### Exercise details
Determine which lines of the records include the word "roof", and copy them.

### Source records
Segment Open

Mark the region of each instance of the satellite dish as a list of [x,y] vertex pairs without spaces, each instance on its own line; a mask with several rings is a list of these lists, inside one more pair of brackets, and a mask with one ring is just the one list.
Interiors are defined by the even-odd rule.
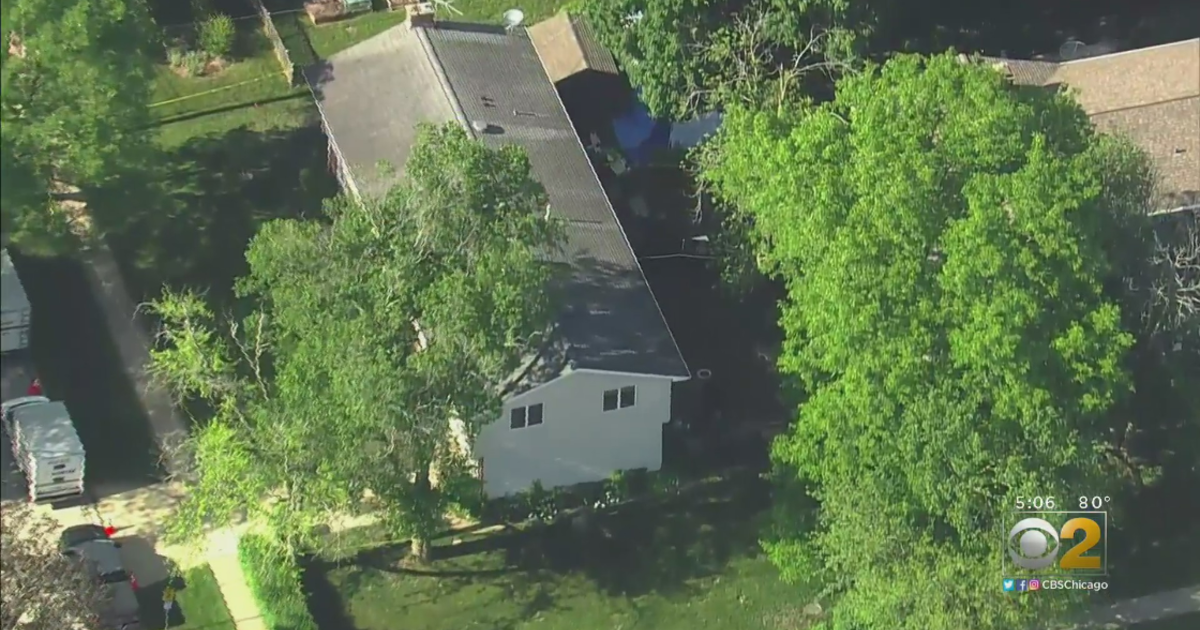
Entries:
[[1079,59],[1080,57],[1084,56],[1086,50],[1087,44],[1084,44],[1078,39],[1068,39],[1067,41],[1063,42],[1062,46],[1058,47],[1058,58],[1062,59],[1063,61]]
[[525,21],[525,12],[520,9],[509,9],[504,12],[504,28],[516,28]]

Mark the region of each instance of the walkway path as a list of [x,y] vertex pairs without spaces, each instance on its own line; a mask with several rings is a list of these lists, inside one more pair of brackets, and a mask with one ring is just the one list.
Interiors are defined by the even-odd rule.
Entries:
[[83,262],[92,294],[104,312],[121,366],[142,401],[150,429],[160,443],[166,440],[170,444],[171,440],[186,435],[188,428],[175,409],[170,393],[155,384],[146,373],[152,347],[151,324],[130,297],[117,261],[107,245],[101,242],[89,246]]
[[[170,393],[153,383],[146,373],[152,347],[149,323],[138,311],[107,245],[97,242],[89,247],[84,255],[83,266],[96,302],[104,312],[122,366],[146,411],[150,429],[164,452],[173,453],[173,446],[187,435],[188,428],[175,409]],[[172,462],[164,464],[168,470],[174,468]],[[157,531],[154,530],[158,529],[169,514],[170,508],[178,501],[179,494],[172,492],[168,484],[157,484],[124,494],[128,495],[127,500],[114,501],[119,495],[106,498],[90,510],[83,511],[81,516],[95,522],[95,515],[98,514],[105,522],[118,527],[118,531],[141,534],[148,539],[149,545],[153,545],[158,538]],[[149,500],[148,497],[156,497],[156,500]],[[139,506],[140,509],[132,509],[133,506]],[[238,563],[237,540],[240,533],[240,529],[218,532],[210,537],[207,546],[200,550],[163,546],[156,546],[154,550],[185,567],[207,562],[237,630],[264,630],[262,614],[250,594],[250,588]],[[144,555],[149,556],[149,560],[154,559],[154,553]],[[131,568],[137,574],[138,569]],[[151,569],[143,569],[148,570]]]
[[209,537],[205,558],[213,578],[221,588],[225,607],[229,609],[229,616],[233,618],[237,630],[266,630],[262,612],[250,594],[250,586],[246,584],[246,576],[238,561],[237,543],[240,537],[241,532],[236,529],[215,532]]

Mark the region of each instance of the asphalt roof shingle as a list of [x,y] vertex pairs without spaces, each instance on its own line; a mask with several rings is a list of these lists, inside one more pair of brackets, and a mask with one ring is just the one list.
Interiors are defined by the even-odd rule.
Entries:
[[[567,369],[690,376],[524,29],[402,25],[306,76],[356,180],[380,160],[402,171],[419,122],[457,121],[484,143],[524,148],[551,214],[566,224],[563,343],[554,347],[566,353]],[[373,181],[371,192],[391,183]]]
[[1155,205],[1200,205],[1200,38],[1061,63],[988,59],[1020,85],[1075,91],[1096,129],[1140,146],[1158,172]]
[[550,80],[556,83],[585,70],[614,75],[620,72],[612,53],[596,40],[583,16],[560,11],[530,26],[529,37]]

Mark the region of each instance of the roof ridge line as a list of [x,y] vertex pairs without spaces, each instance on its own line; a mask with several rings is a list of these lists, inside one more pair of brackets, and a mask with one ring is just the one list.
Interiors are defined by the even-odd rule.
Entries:
[[[1079,40],[1076,40],[1076,41],[1079,41]],[[1141,48],[1130,48],[1128,50],[1117,50],[1117,51],[1113,51],[1110,53],[1104,53],[1103,55],[1093,55],[1091,57],[1082,57],[1080,59],[1064,59],[1062,61],[1059,61],[1058,64],[1060,66],[1065,66],[1065,65],[1073,64],[1073,63],[1082,63],[1084,61],[1097,61],[1097,60],[1102,61],[1104,59],[1110,59],[1112,57],[1119,57],[1122,55],[1129,55],[1132,53],[1146,52],[1149,50],[1158,50],[1159,48],[1170,48],[1172,46],[1183,46],[1185,44],[1194,44],[1197,41],[1200,41],[1200,37],[1191,37],[1188,39],[1181,39],[1181,40],[1175,41],[1175,42],[1167,42],[1165,44],[1155,44],[1153,46],[1143,46]]]
[[[574,35],[575,28],[572,26],[571,33]],[[667,331],[667,336],[671,338],[671,345],[675,347],[675,354],[679,356],[679,362],[683,364],[683,369],[688,373],[688,379],[692,378],[692,368],[688,366],[687,359],[683,357],[683,351],[679,349],[679,342],[675,340],[675,331],[671,330],[670,324],[667,323],[667,316],[663,314],[662,306],[658,303],[658,296],[654,295],[654,289],[650,288],[650,281],[646,279],[646,272],[642,269],[642,262],[638,260],[637,252],[633,251],[633,244],[629,242],[629,235],[625,233],[625,226],[621,224],[621,217],[617,216],[617,209],[613,207],[612,199],[608,197],[608,191],[604,188],[604,182],[600,181],[600,175],[596,172],[596,166],[592,164],[592,158],[588,155],[587,147],[583,146],[583,139],[579,137],[579,132],[575,129],[575,121],[571,120],[570,114],[567,113],[567,106],[563,103],[562,94],[558,93],[558,86],[554,84],[554,78],[550,76],[550,70],[546,68],[546,64],[542,63],[542,54],[538,52],[537,44],[533,38],[529,39],[529,44],[533,48],[533,54],[538,58],[538,65],[542,67],[542,75],[546,77],[546,82],[550,86],[550,91],[554,94],[554,101],[558,103],[558,110],[567,119],[567,124],[571,126],[571,135],[574,136],[575,146],[583,153],[583,161],[587,164],[588,172],[592,174],[592,179],[596,182],[596,186],[600,189],[601,196],[604,197],[604,206],[612,214],[613,223],[617,225],[617,232],[621,234],[621,241],[625,243],[625,248],[629,250],[630,258],[633,259],[633,266],[637,269],[638,277],[642,279],[642,286],[646,287],[646,293],[650,294],[650,301],[654,303],[654,310],[658,312],[658,319],[662,322],[663,328]]]
[[[404,27],[401,26],[400,28]],[[446,74],[446,68],[442,66],[442,60],[438,57],[437,49],[434,47],[433,42],[429,41],[429,34],[425,32],[426,28],[424,26],[413,28],[416,31],[417,41],[421,42],[421,49],[425,51],[425,59],[433,67],[433,74],[437,77],[438,85],[442,86],[442,93],[450,103],[450,109],[454,110],[454,117],[458,119],[458,124],[466,129],[468,135],[475,138],[475,130],[471,128],[471,121],[467,119],[467,113],[463,110],[462,101],[459,100],[458,94],[455,93],[454,85],[450,83],[450,77]]]
[[[1063,84],[1070,85],[1069,83],[1066,83],[1065,81],[1063,82]],[[1114,107],[1112,109],[1106,109],[1103,111],[1084,112],[1084,113],[1086,113],[1088,115],[1088,118],[1091,118],[1092,116],[1105,116],[1107,114],[1118,114],[1121,112],[1127,112],[1127,111],[1131,111],[1131,110],[1135,110],[1135,109],[1142,109],[1145,107],[1161,107],[1163,105],[1172,105],[1174,103],[1190,101],[1194,98],[1200,98],[1200,92],[1197,92],[1196,94],[1188,94],[1187,96],[1176,96],[1175,98],[1164,98],[1160,101],[1150,101],[1148,103],[1138,103],[1137,105],[1126,105],[1125,107]]]

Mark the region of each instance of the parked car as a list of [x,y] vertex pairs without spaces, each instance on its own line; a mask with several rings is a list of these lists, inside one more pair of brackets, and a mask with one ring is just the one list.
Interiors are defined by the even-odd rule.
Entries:
[[106,624],[117,630],[138,630],[137,578],[121,562],[121,543],[99,525],[75,525],[63,530],[59,545],[63,555],[86,561],[96,578],[111,589],[113,605],[103,615]]

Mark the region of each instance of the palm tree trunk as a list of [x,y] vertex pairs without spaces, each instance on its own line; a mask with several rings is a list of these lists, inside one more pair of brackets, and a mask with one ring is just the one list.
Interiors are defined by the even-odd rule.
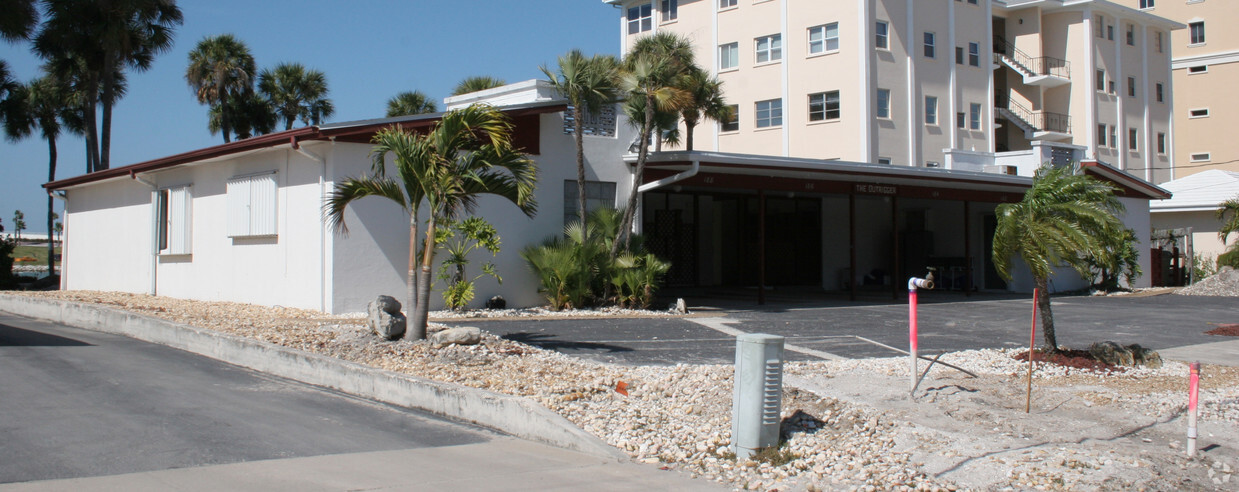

Segment Closed

### Task response
Mark the region of each instance of the asphalt roof shingle as a list of [x,y] vertex pairs without spaces, each instance on its own line; a mask with several rings is a list of these lists, inside one more pair of brackets, and a mask with one ring is just the one list.
Mark the region of each instance of the roof ridge line as a list of [x,y] vertex pairs without spaces, each instance on its own line; a mask with several rings is a list of these lists, inside one more pair of brackets, and a mask with one ring is just the one list.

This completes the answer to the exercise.